**WORK INSTRUCTION**
Which lines in the data contain the word "black"? Please copy each of them.

(PROVIDED ENTRIES Opens)

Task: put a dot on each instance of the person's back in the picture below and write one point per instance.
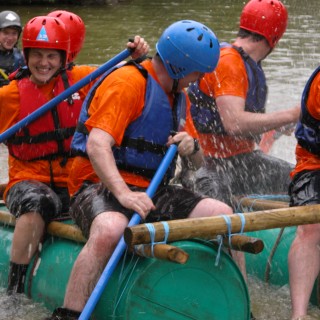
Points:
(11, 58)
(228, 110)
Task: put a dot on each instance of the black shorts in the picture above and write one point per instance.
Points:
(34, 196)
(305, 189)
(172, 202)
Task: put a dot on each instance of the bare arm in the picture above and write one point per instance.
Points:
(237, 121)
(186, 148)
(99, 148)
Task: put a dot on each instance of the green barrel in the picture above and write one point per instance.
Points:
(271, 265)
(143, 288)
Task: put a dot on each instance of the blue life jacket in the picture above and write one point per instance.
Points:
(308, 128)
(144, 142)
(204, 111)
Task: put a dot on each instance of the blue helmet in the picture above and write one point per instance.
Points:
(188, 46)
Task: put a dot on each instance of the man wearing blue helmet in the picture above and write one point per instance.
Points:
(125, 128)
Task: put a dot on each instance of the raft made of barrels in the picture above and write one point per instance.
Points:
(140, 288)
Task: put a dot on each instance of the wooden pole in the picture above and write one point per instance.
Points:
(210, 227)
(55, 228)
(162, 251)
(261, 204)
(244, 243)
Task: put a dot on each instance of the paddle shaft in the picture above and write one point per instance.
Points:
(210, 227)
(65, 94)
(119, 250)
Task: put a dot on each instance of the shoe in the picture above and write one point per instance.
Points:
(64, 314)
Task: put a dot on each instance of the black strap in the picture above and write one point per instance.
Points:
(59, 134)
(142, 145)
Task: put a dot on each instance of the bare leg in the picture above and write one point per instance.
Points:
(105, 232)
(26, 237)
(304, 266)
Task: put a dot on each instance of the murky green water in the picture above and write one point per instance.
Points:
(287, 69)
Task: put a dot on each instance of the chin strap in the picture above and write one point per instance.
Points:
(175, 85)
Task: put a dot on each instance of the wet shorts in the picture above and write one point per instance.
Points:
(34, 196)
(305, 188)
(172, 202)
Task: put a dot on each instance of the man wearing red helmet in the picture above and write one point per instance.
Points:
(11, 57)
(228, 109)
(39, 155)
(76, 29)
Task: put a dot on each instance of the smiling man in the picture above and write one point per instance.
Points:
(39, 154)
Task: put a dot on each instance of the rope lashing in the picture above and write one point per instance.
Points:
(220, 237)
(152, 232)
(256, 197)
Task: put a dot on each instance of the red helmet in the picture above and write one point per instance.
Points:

(PROVIDED ENTRIES Closes)
(PROVIDED ENTRIES Opens)

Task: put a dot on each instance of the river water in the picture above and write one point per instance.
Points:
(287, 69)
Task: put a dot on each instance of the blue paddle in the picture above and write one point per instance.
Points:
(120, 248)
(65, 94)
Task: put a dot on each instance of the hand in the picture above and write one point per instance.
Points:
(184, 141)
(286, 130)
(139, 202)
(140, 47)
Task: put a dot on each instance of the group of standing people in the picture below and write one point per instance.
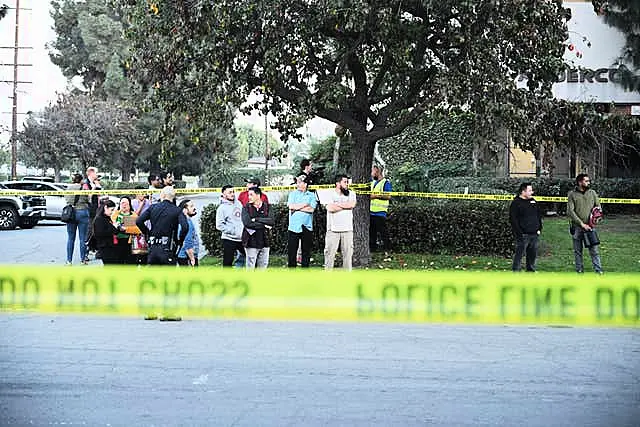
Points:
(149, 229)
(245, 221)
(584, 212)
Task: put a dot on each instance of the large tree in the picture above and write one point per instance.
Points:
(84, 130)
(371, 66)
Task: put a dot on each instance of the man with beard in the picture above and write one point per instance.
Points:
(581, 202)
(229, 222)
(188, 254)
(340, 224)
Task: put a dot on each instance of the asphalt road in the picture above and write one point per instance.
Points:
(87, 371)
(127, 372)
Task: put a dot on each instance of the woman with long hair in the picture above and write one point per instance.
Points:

(PROVIDED ENTRIES Closes)

**SOLVED EXERCISE**
Task: put a dot on each instance of the black shorts in the picture above and write one point per instance.
Task: put a dot on each instance of the black strap in the picture above and write one point per instance.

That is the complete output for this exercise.